## Compito scritto A
Secondo il brano riportato, in quale via di Saronno si trova lo stabile del TeLOS?

## Brano riportato
▼

Nella mattinata del 15 Gennaio un imponente schieramento di forze
dell'ordine (PS, Digos, CC e Polizia Locale) ha provveduto a blindare
via Concordia a Saronno, dove si trova il TeLOS (Territorio Libero
Saronnese), uno stabile disabitato da anni che era stato occupato sin
dallo scorso mese di settembre da un gruppo di giovani libertari (vedi
U.N. n. 39).
Evidentemente, "chi di dovere" si era da tempo dovuto arrendere
all'evidenza dei fatti: a nulla infatti erano valsi tutti i tentativi
messi in atto per costringere gli occupanti ad arrendersi ed
abbandonare lo stabile.
Non erano stati sufficienti i primi tentativi di sgombero da parte dei
locali C.C. nell'immediatezza dell'occupazione come non erano bastati i
successivi attacchi messi in atto nel mese di novembre direttamente dai
sedicenti "proprietari" dello stabile, assistititi moralmente e
fisicamente dal loro nume tutelare, un ben noto personaggio saronnese
dedito ad affari e politica, che avevano bloccato il cancello di
ingresso con una barriera di cemento, murato la porta di ingresso e
divelto il portone del locale dove si tenevano i concerti.
Né avevano convinto gli occupanti la serie di attacchi mediante
l'irruzione notturna per distruggere tutto quello che si trovava nei
locali, arrivando a provocare danni anche al tetto pur di rendere
inagibile l'immobile, oppure, ultimamente il tentativo di provocare un
incendio.
Il 15 mattina, dopo avere completamente isolato via Concordia dal resto
della cittadina, un manipolo di operai, protetti dalle forze del
sedicente Ordine, ha provveduto a rendere completamente inutilizzabili
i locali, arrivando anche a sigillare le finestre con lastre di ferro
ed a cancellare i murales che nel tempo avevano portato un minimo di
colore nel grigiore cittadino.

▲

## Dati da elaborare
▼

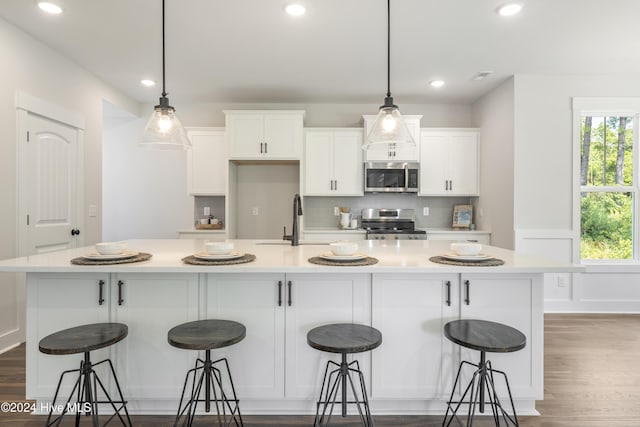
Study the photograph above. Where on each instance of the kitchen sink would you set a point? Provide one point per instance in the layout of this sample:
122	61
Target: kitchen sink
288	243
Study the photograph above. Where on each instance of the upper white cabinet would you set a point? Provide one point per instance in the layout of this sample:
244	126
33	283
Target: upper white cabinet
394	152
267	135
449	162
333	162
207	162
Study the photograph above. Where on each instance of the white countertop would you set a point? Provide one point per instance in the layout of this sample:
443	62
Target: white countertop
406	256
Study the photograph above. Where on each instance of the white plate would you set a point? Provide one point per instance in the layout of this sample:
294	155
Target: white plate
123	255
331	257
456	257
208	256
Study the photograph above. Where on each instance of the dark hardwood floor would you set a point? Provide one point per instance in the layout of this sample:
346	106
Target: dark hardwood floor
592	379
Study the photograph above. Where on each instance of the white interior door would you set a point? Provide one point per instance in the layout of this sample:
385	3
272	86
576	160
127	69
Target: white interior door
49	185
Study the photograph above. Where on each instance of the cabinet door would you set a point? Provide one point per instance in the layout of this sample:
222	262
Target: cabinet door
245	133
347	163
283	136
319	299
516	301
463	164
152	304
257	362
59	301
318	164
415	359
207	162
434	164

▲

## Compito scritto B
Sostituisci "Target" con "Object" nel tratto dei record che va dalla riga contenente "of the cabinet" fino alla fine dei record, e riporta soltanto quelle righe, lasciando invariato tutto il resto.

## Soluzione svolta A
In via Concordia.

## Soluzione svolta B
Study the photograph above. Where on each instance of the cabinet door would you set a point? Provide one point per instance in the layout of this sample:
222	262
Object: cabinet door
245	133
347	163
283	136
319	299
516	301
463	164
152	304
257	362
59	301
318	164
415	359
207	162
434	164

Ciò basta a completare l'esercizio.